[Data entries]
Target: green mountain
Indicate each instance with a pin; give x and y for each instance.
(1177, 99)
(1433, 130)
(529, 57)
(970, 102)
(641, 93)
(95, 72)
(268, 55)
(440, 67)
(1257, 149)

EXERCISE TASK: Could you write out every line of the listing above again, requests included, with each x and y coordinate in the answers multiplied by 0.7 and rounded to a whole number, halves going up?

THE RESULT:
Target: green mountain
Indicate each instance with a pin; give x and y for each instance.
(824, 69)
(1003, 91)
(370, 40)
(679, 71)
(449, 65)
(67, 50)
(188, 39)
(308, 47)
(880, 104)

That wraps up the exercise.